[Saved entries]
▬▬▬

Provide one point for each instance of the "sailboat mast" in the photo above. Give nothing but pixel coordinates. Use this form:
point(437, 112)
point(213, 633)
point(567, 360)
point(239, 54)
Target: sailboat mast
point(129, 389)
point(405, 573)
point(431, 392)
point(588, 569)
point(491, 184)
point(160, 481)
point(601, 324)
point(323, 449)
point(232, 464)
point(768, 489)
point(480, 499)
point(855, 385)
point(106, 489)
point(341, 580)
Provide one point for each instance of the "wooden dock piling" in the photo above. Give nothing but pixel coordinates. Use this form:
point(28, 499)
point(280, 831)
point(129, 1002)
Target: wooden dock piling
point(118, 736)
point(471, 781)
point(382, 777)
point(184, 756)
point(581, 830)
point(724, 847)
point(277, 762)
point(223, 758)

▬▬▬

__Exercise aim__
The reply must repeat all of the records precisely.

__Written answer__
Provide one point for each instance of the "sailboat mast" in the photo above. Give nothing but pixel coordinates. Use this form:
point(437, 112)
point(213, 633)
point(567, 360)
point(239, 54)
Target: sailboat mast
point(129, 389)
point(405, 573)
point(431, 392)
point(588, 569)
point(491, 184)
point(160, 481)
point(601, 324)
point(323, 449)
point(232, 464)
point(768, 489)
point(480, 499)
point(855, 385)
point(106, 489)
point(341, 580)
Provide one point for each instance of the "wooden dock piling" in the photo above. Give nothing but pixel coordinates. Use this form:
point(28, 499)
point(280, 831)
point(129, 1002)
Target: wooden dock piling
point(118, 736)
point(471, 781)
point(382, 777)
point(184, 756)
point(581, 830)
point(724, 847)
point(277, 762)
point(223, 758)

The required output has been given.